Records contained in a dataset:

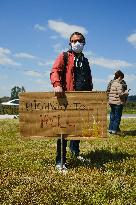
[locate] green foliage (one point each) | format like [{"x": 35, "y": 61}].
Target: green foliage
[{"x": 28, "y": 175}]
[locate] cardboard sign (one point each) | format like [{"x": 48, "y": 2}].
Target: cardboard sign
[{"x": 81, "y": 115}]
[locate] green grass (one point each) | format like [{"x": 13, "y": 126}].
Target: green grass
[{"x": 28, "y": 175}]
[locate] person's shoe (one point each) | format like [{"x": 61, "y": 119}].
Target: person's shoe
[
  {"x": 61, "y": 169},
  {"x": 82, "y": 159},
  {"x": 110, "y": 131}
]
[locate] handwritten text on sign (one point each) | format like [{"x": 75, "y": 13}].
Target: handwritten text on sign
[{"x": 78, "y": 114}]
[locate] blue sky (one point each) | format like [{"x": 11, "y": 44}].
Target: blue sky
[{"x": 34, "y": 32}]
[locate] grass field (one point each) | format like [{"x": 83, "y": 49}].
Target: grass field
[{"x": 28, "y": 175}]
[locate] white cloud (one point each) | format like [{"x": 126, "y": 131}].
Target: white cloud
[
  {"x": 64, "y": 29},
  {"x": 109, "y": 63},
  {"x": 132, "y": 39},
  {"x": 47, "y": 63},
  {"x": 5, "y": 59},
  {"x": 39, "y": 27},
  {"x": 24, "y": 55},
  {"x": 33, "y": 73}
]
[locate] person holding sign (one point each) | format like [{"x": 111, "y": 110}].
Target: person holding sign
[{"x": 71, "y": 72}]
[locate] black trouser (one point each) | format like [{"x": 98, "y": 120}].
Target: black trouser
[{"x": 74, "y": 148}]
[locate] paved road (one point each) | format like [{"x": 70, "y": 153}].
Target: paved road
[{"x": 14, "y": 116}]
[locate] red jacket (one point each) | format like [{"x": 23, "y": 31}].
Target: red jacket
[{"x": 57, "y": 69}]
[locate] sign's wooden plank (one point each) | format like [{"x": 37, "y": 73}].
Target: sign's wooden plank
[{"x": 77, "y": 114}]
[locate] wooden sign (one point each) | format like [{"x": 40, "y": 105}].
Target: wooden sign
[{"x": 77, "y": 114}]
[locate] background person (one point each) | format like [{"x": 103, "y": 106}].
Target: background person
[
  {"x": 117, "y": 94},
  {"x": 71, "y": 73}
]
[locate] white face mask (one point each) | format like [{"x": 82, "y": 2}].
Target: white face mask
[{"x": 77, "y": 47}]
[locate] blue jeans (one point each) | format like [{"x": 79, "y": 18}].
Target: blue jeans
[
  {"x": 115, "y": 117},
  {"x": 74, "y": 148}
]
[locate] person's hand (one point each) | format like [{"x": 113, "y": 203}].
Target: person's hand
[
  {"x": 126, "y": 92},
  {"x": 58, "y": 91}
]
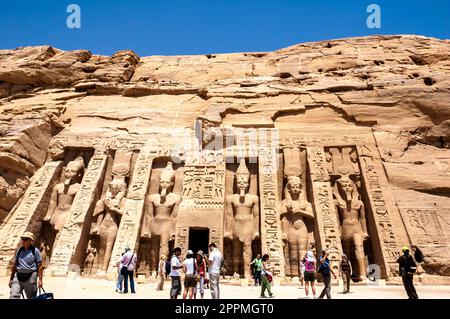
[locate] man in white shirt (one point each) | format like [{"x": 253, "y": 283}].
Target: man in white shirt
[
  {"x": 215, "y": 263},
  {"x": 128, "y": 261},
  {"x": 175, "y": 265}
]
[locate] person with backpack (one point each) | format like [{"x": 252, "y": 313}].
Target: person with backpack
[
  {"x": 161, "y": 271},
  {"x": 200, "y": 268},
  {"x": 257, "y": 265},
  {"x": 326, "y": 271},
  {"x": 189, "y": 278},
  {"x": 309, "y": 262},
  {"x": 407, "y": 268},
  {"x": 175, "y": 266},
  {"x": 266, "y": 277},
  {"x": 216, "y": 263},
  {"x": 128, "y": 261},
  {"x": 346, "y": 273},
  {"x": 27, "y": 271}
]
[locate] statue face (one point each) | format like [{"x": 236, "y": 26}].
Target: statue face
[
  {"x": 242, "y": 182},
  {"x": 295, "y": 188},
  {"x": 71, "y": 170},
  {"x": 164, "y": 184}
]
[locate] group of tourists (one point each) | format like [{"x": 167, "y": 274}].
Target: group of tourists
[{"x": 201, "y": 271}]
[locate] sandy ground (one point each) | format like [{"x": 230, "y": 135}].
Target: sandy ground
[{"x": 84, "y": 288}]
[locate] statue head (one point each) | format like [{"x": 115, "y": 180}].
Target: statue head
[
  {"x": 346, "y": 185},
  {"x": 294, "y": 185},
  {"x": 74, "y": 169},
  {"x": 166, "y": 179},
  {"x": 116, "y": 186},
  {"x": 242, "y": 178}
]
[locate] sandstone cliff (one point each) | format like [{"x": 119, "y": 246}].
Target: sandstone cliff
[{"x": 397, "y": 86}]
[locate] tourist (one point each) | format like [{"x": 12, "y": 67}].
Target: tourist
[
  {"x": 175, "y": 265},
  {"x": 215, "y": 261},
  {"x": 326, "y": 271},
  {"x": 26, "y": 270},
  {"x": 302, "y": 273},
  {"x": 129, "y": 261},
  {"x": 257, "y": 266},
  {"x": 189, "y": 270},
  {"x": 161, "y": 271},
  {"x": 346, "y": 273},
  {"x": 266, "y": 277},
  {"x": 119, "y": 283},
  {"x": 309, "y": 262},
  {"x": 407, "y": 268},
  {"x": 200, "y": 268}
]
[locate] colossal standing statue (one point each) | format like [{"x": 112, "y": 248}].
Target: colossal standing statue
[
  {"x": 242, "y": 220},
  {"x": 63, "y": 195},
  {"x": 353, "y": 226},
  {"x": 160, "y": 218},
  {"x": 295, "y": 212},
  {"x": 107, "y": 215}
]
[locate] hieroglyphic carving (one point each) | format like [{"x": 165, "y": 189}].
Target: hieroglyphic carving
[
  {"x": 29, "y": 213},
  {"x": 70, "y": 245},
  {"x": 326, "y": 218},
  {"x": 424, "y": 227},
  {"x": 129, "y": 229},
  {"x": 383, "y": 223},
  {"x": 204, "y": 182},
  {"x": 271, "y": 240}
]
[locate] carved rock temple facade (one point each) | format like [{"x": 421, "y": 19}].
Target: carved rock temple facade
[{"x": 152, "y": 154}]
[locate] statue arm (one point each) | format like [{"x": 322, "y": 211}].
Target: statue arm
[
  {"x": 52, "y": 204},
  {"x": 255, "y": 211},
  {"x": 173, "y": 217},
  {"x": 148, "y": 216},
  {"x": 228, "y": 217},
  {"x": 362, "y": 216},
  {"x": 284, "y": 220}
]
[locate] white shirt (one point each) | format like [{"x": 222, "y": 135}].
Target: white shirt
[
  {"x": 174, "y": 261},
  {"x": 216, "y": 257},
  {"x": 189, "y": 264}
]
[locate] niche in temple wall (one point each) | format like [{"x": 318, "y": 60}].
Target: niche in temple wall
[
  {"x": 158, "y": 227},
  {"x": 296, "y": 211},
  {"x": 242, "y": 238},
  {"x": 63, "y": 193}
]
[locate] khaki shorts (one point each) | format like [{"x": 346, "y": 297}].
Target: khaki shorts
[{"x": 189, "y": 281}]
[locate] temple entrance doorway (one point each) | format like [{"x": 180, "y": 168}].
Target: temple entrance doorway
[{"x": 198, "y": 239}]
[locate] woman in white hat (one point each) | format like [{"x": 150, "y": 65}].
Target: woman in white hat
[
  {"x": 189, "y": 269},
  {"x": 26, "y": 274}
]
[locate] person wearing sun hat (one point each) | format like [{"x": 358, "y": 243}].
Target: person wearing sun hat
[
  {"x": 26, "y": 274},
  {"x": 407, "y": 268}
]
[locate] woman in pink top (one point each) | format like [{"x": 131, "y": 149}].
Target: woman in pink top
[{"x": 310, "y": 273}]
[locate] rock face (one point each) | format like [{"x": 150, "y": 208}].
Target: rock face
[{"x": 373, "y": 109}]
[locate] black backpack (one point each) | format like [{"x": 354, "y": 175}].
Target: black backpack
[
  {"x": 167, "y": 266},
  {"x": 33, "y": 250},
  {"x": 418, "y": 256}
]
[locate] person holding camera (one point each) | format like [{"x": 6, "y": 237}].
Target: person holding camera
[
  {"x": 407, "y": 268},
  {"x": 326, "y": 271}
]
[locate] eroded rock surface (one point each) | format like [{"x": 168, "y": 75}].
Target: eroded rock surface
[{"x": 396, "y": 87}]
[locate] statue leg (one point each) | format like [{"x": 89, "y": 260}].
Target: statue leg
[
  {"x": 108, "y": 251},
  {"x": 236, "y": 255},
  {"x": 359, "y": 254},
  {"x": 154, "y": 250},
  {"x": 293, "y": 258},
  {"x": 101, "y": 254},
  {"x": 247, "y": 257}
]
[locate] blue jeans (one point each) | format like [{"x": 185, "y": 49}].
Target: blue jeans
[
  {"x": 119, "y": 282},
  {"x": 129, "y": 274}
]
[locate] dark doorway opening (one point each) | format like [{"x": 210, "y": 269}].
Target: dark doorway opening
[{"x": 199, "y": 239}]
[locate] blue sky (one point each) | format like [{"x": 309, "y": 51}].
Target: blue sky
[{"x": 170, "y": 27}]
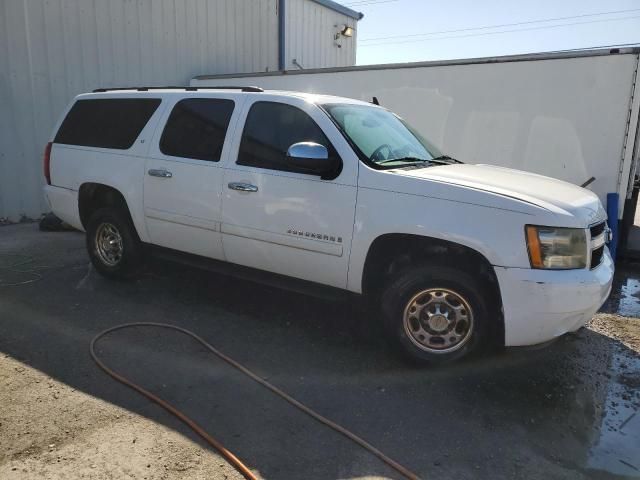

About this task: In the entries above, find the line that contains "[locate] person's shoe", then repeat exactly every line from the first one through that line, with no pictures.

Task result:
[locate] green foliage (one point each) | format like [{"x": 35, "y": 61}].
Target: green foliage
[{"x": 28, "y": 175}]
[locate] cardboard sign (one point each) | format like [{"x": 48, "y": 2}].
Target: cardboard sign
[{"x": 81, "y": 115}]
[locate] green grass (one point each) | format like [{"x": 13, "y": 126}].
Target: green grass
[{"x": 28, "y": 175}]
[locate] person's shoe (one point each) | format like [{"x": 61, "y": 119}].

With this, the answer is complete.